# EXTRACTED ENTRIES:
━━━━━━━━━━━━━━━━
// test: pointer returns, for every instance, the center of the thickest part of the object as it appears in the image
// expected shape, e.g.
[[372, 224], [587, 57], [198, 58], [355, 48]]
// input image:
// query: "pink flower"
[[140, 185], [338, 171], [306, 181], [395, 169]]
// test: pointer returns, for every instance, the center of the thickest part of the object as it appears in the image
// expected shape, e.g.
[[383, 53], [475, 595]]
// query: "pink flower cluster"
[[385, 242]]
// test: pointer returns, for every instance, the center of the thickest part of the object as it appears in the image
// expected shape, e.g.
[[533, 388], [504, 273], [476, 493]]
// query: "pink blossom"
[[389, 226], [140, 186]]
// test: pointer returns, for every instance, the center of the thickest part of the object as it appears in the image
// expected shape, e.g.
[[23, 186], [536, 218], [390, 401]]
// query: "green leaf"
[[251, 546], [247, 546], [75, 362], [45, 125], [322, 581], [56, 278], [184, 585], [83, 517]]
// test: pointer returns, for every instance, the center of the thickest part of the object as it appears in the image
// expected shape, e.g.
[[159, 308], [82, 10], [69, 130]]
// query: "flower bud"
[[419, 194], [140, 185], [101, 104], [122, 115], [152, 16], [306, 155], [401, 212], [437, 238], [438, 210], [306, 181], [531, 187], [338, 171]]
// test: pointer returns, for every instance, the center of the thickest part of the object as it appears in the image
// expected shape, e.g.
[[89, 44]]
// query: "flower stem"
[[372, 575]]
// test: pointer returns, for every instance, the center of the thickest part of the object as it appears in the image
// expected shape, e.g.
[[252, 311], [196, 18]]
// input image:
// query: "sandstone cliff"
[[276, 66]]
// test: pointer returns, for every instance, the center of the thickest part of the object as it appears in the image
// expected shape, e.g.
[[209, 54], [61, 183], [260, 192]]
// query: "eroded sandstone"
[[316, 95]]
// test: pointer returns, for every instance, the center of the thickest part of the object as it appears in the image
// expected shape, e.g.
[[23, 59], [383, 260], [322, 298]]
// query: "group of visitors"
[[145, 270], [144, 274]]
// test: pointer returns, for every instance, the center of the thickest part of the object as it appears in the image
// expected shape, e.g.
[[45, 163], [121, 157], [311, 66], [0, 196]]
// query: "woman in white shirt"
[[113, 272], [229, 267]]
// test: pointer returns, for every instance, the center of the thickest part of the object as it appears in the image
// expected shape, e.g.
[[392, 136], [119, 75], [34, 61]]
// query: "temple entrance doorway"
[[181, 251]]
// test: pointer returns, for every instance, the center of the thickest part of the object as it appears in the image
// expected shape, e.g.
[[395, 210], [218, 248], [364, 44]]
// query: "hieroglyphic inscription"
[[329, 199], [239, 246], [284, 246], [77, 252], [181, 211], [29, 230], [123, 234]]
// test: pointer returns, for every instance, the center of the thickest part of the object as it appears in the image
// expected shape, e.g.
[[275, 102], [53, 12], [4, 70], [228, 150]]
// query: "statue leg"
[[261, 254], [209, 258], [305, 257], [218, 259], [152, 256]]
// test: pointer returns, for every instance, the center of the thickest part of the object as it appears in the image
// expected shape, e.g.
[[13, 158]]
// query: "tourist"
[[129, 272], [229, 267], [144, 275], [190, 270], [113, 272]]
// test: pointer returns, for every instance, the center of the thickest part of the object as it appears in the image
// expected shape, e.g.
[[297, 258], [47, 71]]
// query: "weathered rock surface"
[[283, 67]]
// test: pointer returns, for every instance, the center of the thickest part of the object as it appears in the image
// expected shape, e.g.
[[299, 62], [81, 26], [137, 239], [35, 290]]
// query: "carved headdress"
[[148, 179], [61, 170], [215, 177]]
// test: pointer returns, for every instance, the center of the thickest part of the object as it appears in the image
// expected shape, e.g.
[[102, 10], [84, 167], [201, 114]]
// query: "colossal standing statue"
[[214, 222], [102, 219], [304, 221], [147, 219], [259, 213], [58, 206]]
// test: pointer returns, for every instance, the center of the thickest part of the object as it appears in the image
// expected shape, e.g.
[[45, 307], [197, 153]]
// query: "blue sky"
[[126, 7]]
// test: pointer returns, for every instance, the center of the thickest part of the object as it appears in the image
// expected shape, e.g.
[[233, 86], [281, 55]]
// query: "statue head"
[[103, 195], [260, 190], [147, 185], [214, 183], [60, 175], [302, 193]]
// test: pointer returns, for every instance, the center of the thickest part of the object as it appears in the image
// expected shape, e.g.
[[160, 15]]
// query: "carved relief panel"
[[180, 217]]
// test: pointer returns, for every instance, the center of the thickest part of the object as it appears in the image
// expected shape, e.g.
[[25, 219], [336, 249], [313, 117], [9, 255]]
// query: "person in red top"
━━━━━━━━━━━━━━━━
# PROBLEM REQUIREMENTS:
All of the entries should be written out again exactly.

# ANSWER TO THIS TASK:
// test: pointer returns, for every instance, the center of the thickest part of the object as it appears in the image
// expected shape, e.g.
[[372, 224], [587, 57], [198, 58], [355, 48]]
// input image:
// query: "pink flower"
[[140, 185], [338, 171], [306, 181], [395, 169]]
// test: pointer returns, for every instance, the center of the thickest part of the object as it appears in the image
// expected shape, e.g.
[[383, 53], [475, 595]]
// query: "pink flower cluster"
[[385, 242]]
// test: pointer returns, for every instance, the center of the thickest part of the object as it appears in the image
// expected shape, e.g.
[[533, 388], [504, 273], [476, 493]]
// query: "pink blossom"
[[389, 226], [140, 186]]
// test: pointer returns, for every instance, the center of the thickest part of the object as it appears in the image
// expected shape, e.g.
[[23, 186], [536, 218], [390, 401]]
// query: "green leaf"
[[251, 546], [247, 546], [75, 362], [45, 125], [322, 581], [56, 278], [184, 585], [83, 517]]
// test: pointer returns, for every instance, the center of the thickest part of the object as it appears in the image
// expected shape, e.g.
[[159, 308], [82, 10], [69, 130]]
// query: "flower bud"
[[419, 194], [140, 185], [101, 104], [122, 115], [152, 16], [306, 155], [401, 212], [437, 238], [438, 210], [306, 181], [531, 187], [338, 171]]
// test: pointer returns, for every instance, the center of the thickest part of the object as it appears in the image
// expected shape, e.g.
[[89, 44]]
// query: "flower stem"
[[372, 575]]
// test: pointer returns, for every instance, the center of the thickest part of the object as it appears in the image
// expected shape, e.g.
[[252, 311], [196, 18]]
// input image:
// query: "sandstone cliff"
[[276, 66]]
// test: pointer returns, for every instance, the center of the thickest part of the object as it appears in the image
// expected shape, e.g.
[[209, 54], [61, 183], [260, 192]]
// query: "eroded sandstone"
[[316, 95]]
// test: pointer returns, for every instance, the center of the thickest part of the object as it appears in the image
// expected shape, e.g.
[[23, 59], [383, 260], [322, 298]]
// query: "group of visitors"
[[145, 270], [144, 274]]
// test: pointer returns, for every instance, the center of the thickest part of the object as it appears in the image
// expected shape, e.g.
[[45, 163], [121, 157], [311, 66], [0, 196]]
// query: "woman in white shirt"
[[113, 272], [229, 267]]
// test: pointer returns, for every instance, the center of the thickest part of the object as it appears in the image
// expected shape, e.g.
[[392, 136], [119, 75], [34, 61]]
// query: "temple entrance doorway"
[[181, 251]]
// test: pointer returns, for every instance, the center of the thickest part of the object as it appears in the image
// expected shape, e.g.
[[395, 210], [218, 248], [364, 44]]
// query: "hieroglyphic inscription"
[[329, 199], [239, 246], [284, 246], [77, 252], [181, 211], [29, 230], [123, 234]]
// test: pointer returns, for every instance, the center of the thickest part of the object as it appears in the image
// expected shape, e.g.
[[275, 102], [53, 12], [4, 70], [228, 150]]
// query: "statue leg"
[[261, 254], [209, 258], [305, 257], [218, 259], [152, 256]]
// test: pointer returns, for every instance, the center of the thickest part of the object as it appears in the image
// expected shape, e.g.
[[13, 158]]
// query: "tourist"
[[129, 272], [229, 267], [144, 275], [190, 270], [113, 272]]
// test: pointer returns, for every instance, the center of the thickest part of the object as it appears in the image
// expected shape, e.g.
[[297, 258], [47, 71]]
// query: "weathered rock surface"
[[283, 67]]
// test: pointer returns, for every instance, the center of the thickest part of the object as it appears in the image
// expected shape, e.g.
[[299, 62], [81, 26], [137, 239], [35, 290]]
// query: "carved headdress"
[[148, 179], [61, 170], [215, 177]]
// test: pointer returns, for every instance, the center of the thickest part of the object as it appears in the image
// expected shape, e.g.
[[102, 10], [84, 167], [201, 114]]
// query: "colossal standing statue"
[[214, 222], [102, 219], [304, 221], [147, 219], [259, 213], [58, 206]]
// test: pointer returns, for every instance, the center of the thickest part of the object as it appears in the image
// expected shape, e.g.
[[45, 307], [197, 153]]
// query: "blue sky"
[[126, 7]]
// test: pointer returns, for every instance, the center of the thickest part of the object as it appears in the image
// expected shape, e.g.
[[233, 86], [281, 55]]
// query: "statue head"
[[103, 195], [260, 190], [147, 185], [214, 183], [60, 175], [302, 193]]
// test: pointer returns, for every instance, the center of the thickest part of the object as it appears in the image
// expected shape, e.g.
[[160, 15]]
// query: "carved relief panel"
[[180, 217]]
// test: pointer returns, for every instance, the center of the thickest part of the object as it appears in the image
// expected shape, e.g.
[[25, 219], [336, 249], [313, 117], [9, 255]]
// query: "person in red top"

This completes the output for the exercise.